# [DATA PROVIDED]

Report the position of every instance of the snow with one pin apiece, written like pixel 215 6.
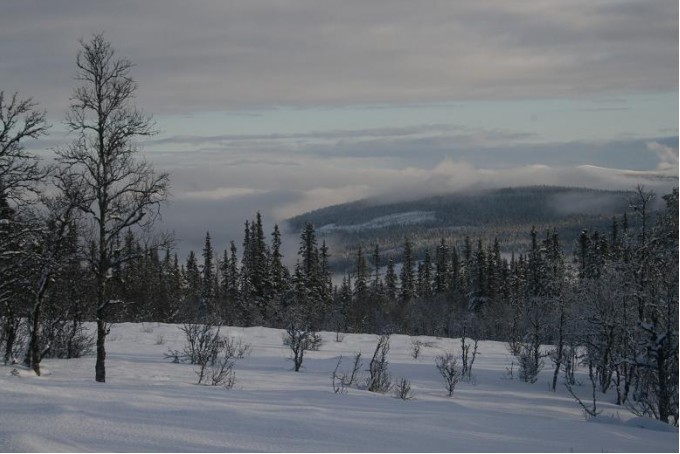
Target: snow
pixel 407 218
pixel 151 404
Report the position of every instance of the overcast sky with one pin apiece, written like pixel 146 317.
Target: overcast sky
pixel 287 106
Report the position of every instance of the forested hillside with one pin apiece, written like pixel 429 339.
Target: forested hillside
pixel 507 214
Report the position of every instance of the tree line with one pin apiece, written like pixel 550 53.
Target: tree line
pixel 77 245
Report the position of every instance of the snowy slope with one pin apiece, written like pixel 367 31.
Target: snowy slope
pixel 150 404
pixel 409 218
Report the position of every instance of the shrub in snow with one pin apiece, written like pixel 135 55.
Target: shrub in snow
pixel 13 338
pixel 379 378
pixel 467 358
pixel 530 363
pixel 403 390
pixel 66 338
pixel 219 372
pixel 299 338
pixel 416 347
pixel 448 368
pixel 213 353
pixel 342 380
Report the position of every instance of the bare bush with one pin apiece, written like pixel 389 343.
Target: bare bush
pixel 342 380
pixel 379 378
pixel 589 411
pixel 448 368
pixel 416 347
pixel 300 338
pixel 403 390
pixel 66 339
pixel 338 380
pixel 214 354
pixel 220 372
pixel 530 363
pixel 468 359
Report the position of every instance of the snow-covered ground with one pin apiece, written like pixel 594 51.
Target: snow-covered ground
pixel 407 218
pixel 151 404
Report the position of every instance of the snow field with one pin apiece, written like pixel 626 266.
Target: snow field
pixel 151 404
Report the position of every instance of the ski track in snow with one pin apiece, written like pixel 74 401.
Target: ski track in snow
pixel 151 404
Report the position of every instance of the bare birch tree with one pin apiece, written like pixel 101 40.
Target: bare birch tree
pixel 118 191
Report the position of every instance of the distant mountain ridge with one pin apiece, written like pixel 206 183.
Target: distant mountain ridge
pixel 508 214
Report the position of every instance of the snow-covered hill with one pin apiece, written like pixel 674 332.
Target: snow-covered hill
pixel 400 219
pixel 151 404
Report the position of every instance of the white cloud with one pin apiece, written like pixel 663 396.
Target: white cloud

# [WHAT THIS TASK INVOLVES]
Pull each line that includes the word "white" out of the material above.

# [SOLUTION TO THE EXERCISE]
Report the position of every instance of the white cloud with one pin apiece, written like pixel 663 396.
Target: white cloud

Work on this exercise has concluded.